**EXERCISE DETAILS:**
Give the entries again, exactly as they stand.

── ENTRIES SHOWN ──

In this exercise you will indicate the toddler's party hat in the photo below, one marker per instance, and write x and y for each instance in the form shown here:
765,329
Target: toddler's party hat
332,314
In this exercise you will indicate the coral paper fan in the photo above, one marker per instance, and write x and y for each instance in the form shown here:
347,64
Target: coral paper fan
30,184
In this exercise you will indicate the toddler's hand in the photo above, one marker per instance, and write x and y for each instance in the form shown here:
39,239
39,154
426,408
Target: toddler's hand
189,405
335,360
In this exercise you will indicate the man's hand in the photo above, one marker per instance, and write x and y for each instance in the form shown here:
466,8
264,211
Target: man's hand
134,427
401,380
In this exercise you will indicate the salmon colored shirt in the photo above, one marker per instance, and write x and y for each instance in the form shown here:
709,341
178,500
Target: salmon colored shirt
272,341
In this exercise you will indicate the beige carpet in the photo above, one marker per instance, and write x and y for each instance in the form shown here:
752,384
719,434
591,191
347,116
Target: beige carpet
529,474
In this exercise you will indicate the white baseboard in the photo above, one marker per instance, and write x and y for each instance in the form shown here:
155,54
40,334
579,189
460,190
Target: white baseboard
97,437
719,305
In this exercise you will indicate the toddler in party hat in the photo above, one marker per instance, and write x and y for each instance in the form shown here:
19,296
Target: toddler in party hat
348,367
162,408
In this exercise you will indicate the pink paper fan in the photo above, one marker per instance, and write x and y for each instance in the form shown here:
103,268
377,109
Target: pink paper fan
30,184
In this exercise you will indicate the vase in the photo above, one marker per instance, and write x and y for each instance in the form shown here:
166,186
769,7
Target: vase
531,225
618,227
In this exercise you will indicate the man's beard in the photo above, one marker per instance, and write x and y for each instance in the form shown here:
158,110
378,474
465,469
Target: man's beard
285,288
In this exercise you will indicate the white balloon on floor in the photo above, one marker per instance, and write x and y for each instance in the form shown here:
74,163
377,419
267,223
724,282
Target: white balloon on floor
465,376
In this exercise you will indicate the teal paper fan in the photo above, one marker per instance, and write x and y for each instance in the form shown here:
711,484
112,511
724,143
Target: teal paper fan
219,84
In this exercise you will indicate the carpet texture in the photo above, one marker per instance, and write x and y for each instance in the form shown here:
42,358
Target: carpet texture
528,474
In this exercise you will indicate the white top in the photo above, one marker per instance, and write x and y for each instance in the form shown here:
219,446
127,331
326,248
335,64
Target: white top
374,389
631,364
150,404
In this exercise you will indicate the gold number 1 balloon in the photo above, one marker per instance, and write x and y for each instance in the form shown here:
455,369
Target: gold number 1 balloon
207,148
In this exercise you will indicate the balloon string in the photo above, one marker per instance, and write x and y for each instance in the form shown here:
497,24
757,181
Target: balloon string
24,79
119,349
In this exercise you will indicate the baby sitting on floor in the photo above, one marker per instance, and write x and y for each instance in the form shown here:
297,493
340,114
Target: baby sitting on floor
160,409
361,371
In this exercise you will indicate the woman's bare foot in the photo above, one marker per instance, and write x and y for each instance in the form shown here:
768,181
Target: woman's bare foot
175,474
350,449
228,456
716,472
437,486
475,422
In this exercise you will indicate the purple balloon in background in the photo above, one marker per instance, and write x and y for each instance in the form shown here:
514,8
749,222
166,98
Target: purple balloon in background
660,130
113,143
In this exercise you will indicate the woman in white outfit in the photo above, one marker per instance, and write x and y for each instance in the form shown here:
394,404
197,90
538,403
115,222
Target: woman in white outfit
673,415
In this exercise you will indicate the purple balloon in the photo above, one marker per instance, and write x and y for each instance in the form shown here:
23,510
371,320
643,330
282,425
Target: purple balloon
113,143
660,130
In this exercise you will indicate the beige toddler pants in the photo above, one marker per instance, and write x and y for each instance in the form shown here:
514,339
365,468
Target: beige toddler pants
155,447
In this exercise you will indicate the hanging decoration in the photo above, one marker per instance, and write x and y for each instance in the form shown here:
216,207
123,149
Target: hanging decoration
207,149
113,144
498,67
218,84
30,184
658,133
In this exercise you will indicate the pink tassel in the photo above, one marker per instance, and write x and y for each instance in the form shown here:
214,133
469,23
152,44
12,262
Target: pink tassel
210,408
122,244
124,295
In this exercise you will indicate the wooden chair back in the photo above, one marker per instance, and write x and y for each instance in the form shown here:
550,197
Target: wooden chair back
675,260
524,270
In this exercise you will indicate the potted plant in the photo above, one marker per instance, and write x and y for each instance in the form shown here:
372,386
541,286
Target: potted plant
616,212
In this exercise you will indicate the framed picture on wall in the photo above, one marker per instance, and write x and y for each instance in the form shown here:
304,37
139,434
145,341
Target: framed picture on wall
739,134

───

**ANSWER TO THIS PROBLEM:**
In this exercise you will indicate the toddler's party hat in the photo below, one marker per instance, and write x and y for each instance in the form shown here:
765,329
Target: toddler's party hat
332,314
In this exercise you will indicate the coral paper fan in the photo above, one marker per instance, and write x and y for each instance in the form shown here:
347,64
Target: coral paper fan
30,184
In this exercise you will indicate the toddler's hand in the photo above, one marker per instance, and write x and y for each instance in the form shown here:
39,239
39,154
426,408
Target: toddler's hand
189,405
335,360
In this exercise you will indicate the man's hand in the photo above, one marker per instance, and write x and y for each instance in the form shown here:
466,8
264,211
Target: man's hand
134,427
401,380
In this exercise you will indicate the salmon colored shirt in the photo above, one marker per instance, and write x and y for each instance in the form shown here:
709,341
178,500
Target: salmon colored shirt
272,341
In this exercise you will indicate the beige carpet in the photo above, one marker per instance, and write x and y for each instance in the form shown here:
752,384
719,434
591,191
347,116
Target: beige carpet
529,474
In this exercise you will indicate the white baseboard in the photo above, one marker per instance, and write x and y for each instance in the form shown here:
155,54
40,334
579,189
460,190
Target: white baseboard
97,437
719,305
In this exercise you will indicate the toddler in party hat in the photo above, one marker per instance, and write x and y for each instance in the form shown here:
19,296
Target: toddler in party hat
348,367
162,408
In this exercise you will indicate the pink paper fan in the photo above, one marker per instance, and write x and y for each instance in the form shown here:
103,268
377,109
Target: pink paper fan
30,184
In this exercise you will indicate the vase in the photo above, one marker per instance, and write x and y for each instance in the form shown here:
166,186
769,7
Target: vase
531,225
618,227
In this exercise you will indicate the man's beard in the photo above, one marker per instance, and write x and y for each instance in the form shown here:
158,110
378,474
465,469
Target: man's beard
285,288
In this exercise you will indicate the white balloon on floor in the photo above, one marker per instance, and write x and y for each instance in the form shown here:
74,163
377,419
267,223
724,282
Target: white balloon on floor
465,376
In this exercise you will indicate the teal paper fan in the photo above, one marker per instance, and write x and y for each instance in the form shown here:
711,484
112,511
724,143
Target: teal paper fan
219,84
In this exercise you will indicate the carpet texture in the photo above, one marker per instance, and write x and y for each instance in the form shown here:
42,358
Target: carpet texture
528,474
In this exercise you will indicate the white top in the photo above, one marker per instance, and write x and y for each instance in the form shown here:
219,446
127,331
326,248
335,64
Target: white top
374,389
631,364
150,404
In this exercise you will indicate the gold number 1 balloon in the photo above, one marker per instance, and write x and y for each instance in the form shown here:
455,369
Target: gold number 1 balloon
207,148
In this exercise you will indicate the balloon string in the photo above, one marker per instance, and write x and y for each instance in the form shown here:
497,24
757,181
Target: balloon string
24,79
119,349
In this exercise you will indicate the baby sitting on floor in the photo above, one marker per instance, and write x and y for each instance in the form shown here:
297,493
340,114
Target: baby sitting on floor
160,409
361,371
In this exercise you will indicate the woman's bare foot in the photo above, one marker per instance, and write x and y for each instance in the form shown here:
768,181
Target: woman's bare foot
175,474
350,449
228,456
716,472
437,486
475,422
In this exercise you will indicate the purple balloon in background in the photo above, one marker per instance, and write x and y for each instance in the form shown here:
514,8
749,222
166,98
Target: purple balloon in background
660,130
113,143
In this exercise you will indicate the woman in white outfit in the photo above, one marker per instance, and write x and y for each instance in the form shown here:
394,404
197,90
538,403
115,222
Target: woman in white outfit
673,415
In this exercise you will indicate the purple balloon in the photo above, one marker per instance, and write x and y for each instance in the form shown here:
23,510
371,320
643,330
282,425
Target: purple balloon
113,143
660,130
In this exercise you will indicate the beige toddler pants in the photo above, one marker per instance, and write x and y for each instance in the form shown here:
514,339
365,468
Target: beige toddler pants
155,447
In this exercise you will indicate the hanging decoration in the photo above, one marker per instance, and write x and y for each instance in the form shown here:
216,207
123,149
Target: hanging decoration
207,149
113,144
498,67
218,84
30,184
658,133
In this exercise you will indicate the pink tassel in the photo above, one marker per instance, and write x and y for each instance in the form shown here:
214,133
469,23
152,44
12,262
Target: pink tassel
210,408
122,244
124,295
In this exercise you will indicate the wooden chair back in the photo above, one marker per instance, and write x and y for each instance in the form shown here:
550,197
Target: wooden chair back
675,260
524,270
In this exercise you will indicate the potted plant in the photo above, one marker per instance, and write x and y for each instance in the form shown here:
372,386
541,286
Target: potted plant
616,212
In this exercise you will indicate the framed picture on wall in the photo above, one marker per instance, and write x and y for each instance in the form shown here:
304,37
139,434
145,341
Target: framed picture on wall
739,134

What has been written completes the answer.